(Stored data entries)
__________________________________________________
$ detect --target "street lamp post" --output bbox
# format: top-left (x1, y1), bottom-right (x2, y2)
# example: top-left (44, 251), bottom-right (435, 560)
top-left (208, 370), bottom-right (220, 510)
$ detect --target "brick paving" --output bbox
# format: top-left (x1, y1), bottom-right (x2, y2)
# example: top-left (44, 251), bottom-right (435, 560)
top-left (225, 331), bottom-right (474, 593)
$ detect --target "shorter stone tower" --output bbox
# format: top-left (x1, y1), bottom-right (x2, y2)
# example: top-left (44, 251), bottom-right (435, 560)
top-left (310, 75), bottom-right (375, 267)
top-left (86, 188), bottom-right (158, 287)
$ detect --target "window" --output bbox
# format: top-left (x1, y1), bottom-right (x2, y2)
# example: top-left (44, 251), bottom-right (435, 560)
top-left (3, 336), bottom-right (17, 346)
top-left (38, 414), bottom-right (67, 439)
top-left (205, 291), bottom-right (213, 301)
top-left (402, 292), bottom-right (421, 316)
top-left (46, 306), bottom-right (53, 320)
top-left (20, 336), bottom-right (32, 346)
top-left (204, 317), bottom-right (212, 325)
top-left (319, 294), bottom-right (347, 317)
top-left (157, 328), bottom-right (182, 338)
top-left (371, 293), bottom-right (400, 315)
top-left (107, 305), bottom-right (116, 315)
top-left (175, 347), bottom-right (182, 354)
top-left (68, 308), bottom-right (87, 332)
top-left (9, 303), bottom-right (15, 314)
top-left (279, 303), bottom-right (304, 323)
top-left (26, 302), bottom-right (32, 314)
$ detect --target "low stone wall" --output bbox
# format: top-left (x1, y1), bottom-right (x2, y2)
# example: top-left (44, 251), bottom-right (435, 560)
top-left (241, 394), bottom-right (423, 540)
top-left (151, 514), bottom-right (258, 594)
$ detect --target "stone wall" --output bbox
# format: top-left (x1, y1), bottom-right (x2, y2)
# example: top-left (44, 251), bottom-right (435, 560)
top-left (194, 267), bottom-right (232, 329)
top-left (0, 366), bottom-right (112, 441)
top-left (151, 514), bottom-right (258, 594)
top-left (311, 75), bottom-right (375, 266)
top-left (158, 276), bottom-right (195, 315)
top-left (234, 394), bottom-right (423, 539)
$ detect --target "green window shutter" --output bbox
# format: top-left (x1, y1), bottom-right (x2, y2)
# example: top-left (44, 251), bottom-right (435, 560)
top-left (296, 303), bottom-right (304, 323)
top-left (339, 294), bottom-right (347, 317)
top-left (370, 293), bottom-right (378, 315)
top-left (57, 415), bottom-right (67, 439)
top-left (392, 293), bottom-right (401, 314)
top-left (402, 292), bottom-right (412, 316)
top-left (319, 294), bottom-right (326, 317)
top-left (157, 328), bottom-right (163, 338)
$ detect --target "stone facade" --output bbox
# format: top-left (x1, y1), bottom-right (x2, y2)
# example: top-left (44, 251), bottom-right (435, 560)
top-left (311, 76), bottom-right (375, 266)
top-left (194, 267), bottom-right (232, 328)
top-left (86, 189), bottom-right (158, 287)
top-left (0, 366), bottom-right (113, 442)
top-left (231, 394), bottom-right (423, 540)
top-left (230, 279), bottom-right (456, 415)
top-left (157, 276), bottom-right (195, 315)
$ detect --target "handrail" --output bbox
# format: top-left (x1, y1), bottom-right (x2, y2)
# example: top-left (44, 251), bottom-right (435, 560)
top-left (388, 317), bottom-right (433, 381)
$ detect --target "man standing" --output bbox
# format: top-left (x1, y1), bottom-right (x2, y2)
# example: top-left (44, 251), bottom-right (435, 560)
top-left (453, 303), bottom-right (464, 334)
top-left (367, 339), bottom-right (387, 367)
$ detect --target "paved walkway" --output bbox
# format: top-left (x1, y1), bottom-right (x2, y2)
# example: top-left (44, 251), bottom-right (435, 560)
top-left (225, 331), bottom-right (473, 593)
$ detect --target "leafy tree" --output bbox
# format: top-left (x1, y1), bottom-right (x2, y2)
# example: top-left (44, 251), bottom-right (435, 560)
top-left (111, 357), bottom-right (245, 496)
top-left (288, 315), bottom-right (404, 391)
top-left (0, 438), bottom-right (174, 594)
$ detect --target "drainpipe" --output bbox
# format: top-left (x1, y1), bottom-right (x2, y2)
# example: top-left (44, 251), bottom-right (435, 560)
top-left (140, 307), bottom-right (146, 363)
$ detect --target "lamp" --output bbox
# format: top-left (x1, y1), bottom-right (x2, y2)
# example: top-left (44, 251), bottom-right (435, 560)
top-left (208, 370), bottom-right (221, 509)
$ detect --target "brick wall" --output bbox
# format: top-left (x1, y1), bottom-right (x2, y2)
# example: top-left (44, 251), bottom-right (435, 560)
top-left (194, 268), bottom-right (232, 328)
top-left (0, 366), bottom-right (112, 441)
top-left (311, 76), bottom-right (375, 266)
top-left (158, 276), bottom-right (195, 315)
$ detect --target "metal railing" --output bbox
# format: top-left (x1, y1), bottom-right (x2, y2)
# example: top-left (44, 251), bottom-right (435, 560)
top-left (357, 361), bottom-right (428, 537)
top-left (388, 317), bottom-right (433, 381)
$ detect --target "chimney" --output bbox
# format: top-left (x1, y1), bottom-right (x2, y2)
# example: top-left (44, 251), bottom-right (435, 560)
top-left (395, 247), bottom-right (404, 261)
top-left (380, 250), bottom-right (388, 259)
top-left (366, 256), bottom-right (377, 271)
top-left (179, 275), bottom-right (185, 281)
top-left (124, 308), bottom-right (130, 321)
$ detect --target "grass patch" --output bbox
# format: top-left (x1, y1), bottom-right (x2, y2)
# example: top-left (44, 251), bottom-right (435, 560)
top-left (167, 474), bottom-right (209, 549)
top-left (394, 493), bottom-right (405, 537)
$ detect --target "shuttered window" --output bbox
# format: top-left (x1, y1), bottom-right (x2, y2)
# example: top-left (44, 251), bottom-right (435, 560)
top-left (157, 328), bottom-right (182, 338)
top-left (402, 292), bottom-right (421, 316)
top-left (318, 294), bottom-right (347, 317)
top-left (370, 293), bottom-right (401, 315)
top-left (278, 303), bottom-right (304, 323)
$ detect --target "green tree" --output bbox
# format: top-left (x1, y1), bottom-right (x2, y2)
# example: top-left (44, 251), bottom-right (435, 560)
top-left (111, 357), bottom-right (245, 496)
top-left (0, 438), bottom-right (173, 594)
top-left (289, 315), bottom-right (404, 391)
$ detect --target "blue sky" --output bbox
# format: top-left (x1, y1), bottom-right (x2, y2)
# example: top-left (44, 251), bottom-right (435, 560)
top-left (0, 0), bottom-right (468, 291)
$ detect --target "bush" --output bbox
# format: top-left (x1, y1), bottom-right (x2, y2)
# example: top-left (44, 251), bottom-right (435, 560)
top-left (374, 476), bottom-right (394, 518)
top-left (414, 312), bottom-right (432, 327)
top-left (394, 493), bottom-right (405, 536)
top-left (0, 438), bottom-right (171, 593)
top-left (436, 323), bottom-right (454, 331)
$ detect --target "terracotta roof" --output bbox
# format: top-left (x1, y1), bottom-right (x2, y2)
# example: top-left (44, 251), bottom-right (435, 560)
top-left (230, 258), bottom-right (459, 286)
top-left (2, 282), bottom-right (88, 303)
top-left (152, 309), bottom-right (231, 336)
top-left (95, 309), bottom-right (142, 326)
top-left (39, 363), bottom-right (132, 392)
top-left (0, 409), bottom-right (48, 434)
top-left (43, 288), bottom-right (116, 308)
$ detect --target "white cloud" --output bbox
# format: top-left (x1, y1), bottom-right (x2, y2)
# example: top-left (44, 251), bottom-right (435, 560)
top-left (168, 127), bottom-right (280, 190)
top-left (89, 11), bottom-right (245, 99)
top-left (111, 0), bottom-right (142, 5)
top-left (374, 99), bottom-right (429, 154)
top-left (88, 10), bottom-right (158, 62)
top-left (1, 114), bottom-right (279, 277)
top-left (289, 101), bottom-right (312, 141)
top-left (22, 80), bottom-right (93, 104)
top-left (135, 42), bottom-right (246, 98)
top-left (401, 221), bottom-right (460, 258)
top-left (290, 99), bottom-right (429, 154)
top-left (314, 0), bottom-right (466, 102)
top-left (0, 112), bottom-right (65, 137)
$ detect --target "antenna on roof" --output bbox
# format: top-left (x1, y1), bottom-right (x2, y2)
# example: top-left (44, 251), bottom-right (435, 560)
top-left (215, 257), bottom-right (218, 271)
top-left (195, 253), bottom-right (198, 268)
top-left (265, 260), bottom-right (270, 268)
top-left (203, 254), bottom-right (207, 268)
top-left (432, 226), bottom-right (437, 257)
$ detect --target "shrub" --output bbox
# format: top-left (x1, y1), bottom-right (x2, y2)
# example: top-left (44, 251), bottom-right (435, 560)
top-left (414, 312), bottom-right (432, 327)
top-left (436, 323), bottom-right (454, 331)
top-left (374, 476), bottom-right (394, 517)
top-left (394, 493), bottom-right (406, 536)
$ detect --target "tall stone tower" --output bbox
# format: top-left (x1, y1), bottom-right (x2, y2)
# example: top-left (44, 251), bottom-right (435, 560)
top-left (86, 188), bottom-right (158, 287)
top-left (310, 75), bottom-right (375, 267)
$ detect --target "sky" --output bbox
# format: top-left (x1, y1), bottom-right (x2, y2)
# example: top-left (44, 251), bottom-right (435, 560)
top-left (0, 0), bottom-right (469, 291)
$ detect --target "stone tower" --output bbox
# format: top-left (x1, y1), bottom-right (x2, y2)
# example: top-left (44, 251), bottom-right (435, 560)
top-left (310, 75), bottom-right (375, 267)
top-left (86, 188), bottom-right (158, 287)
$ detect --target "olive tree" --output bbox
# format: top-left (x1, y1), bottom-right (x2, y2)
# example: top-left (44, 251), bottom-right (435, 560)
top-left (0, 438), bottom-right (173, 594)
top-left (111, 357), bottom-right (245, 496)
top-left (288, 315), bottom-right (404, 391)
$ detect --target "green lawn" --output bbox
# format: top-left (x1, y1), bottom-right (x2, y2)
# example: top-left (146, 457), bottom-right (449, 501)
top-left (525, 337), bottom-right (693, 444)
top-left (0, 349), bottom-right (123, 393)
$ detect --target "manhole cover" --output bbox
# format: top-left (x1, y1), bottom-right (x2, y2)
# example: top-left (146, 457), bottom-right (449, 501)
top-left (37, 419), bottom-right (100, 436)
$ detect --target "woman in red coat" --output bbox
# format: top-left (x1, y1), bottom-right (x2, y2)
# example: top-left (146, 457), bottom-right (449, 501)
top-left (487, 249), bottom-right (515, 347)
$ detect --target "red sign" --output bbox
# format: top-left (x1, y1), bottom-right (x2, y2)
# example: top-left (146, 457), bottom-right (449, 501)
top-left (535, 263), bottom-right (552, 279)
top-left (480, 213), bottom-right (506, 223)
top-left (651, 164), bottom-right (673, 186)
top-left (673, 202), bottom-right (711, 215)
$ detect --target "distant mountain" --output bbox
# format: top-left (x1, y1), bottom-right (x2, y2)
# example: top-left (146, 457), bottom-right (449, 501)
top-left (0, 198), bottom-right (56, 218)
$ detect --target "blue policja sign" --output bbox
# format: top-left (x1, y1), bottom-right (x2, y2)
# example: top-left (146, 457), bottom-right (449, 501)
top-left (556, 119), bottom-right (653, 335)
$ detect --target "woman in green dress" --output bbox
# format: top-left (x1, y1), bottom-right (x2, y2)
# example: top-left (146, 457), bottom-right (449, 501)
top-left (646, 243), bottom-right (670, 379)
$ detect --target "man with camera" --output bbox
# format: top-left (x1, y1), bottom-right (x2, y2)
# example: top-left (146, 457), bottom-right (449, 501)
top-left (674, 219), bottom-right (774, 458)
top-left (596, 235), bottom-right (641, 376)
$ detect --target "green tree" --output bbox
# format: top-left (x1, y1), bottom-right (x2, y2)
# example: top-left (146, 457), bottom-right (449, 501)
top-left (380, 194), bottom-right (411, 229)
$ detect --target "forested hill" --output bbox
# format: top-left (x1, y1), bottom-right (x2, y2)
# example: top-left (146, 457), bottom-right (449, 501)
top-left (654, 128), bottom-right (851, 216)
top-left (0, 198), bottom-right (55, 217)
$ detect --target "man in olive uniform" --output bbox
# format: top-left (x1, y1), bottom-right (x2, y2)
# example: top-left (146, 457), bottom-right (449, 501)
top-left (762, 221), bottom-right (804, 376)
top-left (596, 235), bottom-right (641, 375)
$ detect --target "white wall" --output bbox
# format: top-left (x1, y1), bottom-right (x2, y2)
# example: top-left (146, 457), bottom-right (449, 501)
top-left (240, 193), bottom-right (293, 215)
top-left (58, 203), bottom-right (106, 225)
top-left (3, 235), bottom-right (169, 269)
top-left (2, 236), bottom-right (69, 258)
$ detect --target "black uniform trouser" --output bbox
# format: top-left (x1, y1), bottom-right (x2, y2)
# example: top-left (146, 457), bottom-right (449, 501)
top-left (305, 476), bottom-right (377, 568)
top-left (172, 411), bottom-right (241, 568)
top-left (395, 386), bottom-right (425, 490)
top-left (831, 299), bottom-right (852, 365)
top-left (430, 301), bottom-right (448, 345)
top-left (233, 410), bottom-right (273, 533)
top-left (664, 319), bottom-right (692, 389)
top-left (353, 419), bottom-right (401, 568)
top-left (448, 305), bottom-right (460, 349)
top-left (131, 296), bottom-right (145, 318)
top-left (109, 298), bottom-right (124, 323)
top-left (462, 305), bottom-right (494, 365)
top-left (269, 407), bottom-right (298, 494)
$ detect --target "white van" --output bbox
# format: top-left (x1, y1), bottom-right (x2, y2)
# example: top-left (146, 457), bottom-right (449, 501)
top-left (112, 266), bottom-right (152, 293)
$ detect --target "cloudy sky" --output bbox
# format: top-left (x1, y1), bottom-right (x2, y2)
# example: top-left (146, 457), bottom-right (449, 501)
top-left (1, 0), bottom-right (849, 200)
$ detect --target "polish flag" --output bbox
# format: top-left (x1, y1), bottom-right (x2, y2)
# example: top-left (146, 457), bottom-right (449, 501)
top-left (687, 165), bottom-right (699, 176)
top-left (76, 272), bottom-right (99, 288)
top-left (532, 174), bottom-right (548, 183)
__________________________________________________
### Problem to solve
Where does the word "olive" occur in the records? Return every line that holds it.

### Response below
$ detect --target "olive tree" --output bbox
$ detect --target "man in olive uniform" --output bbox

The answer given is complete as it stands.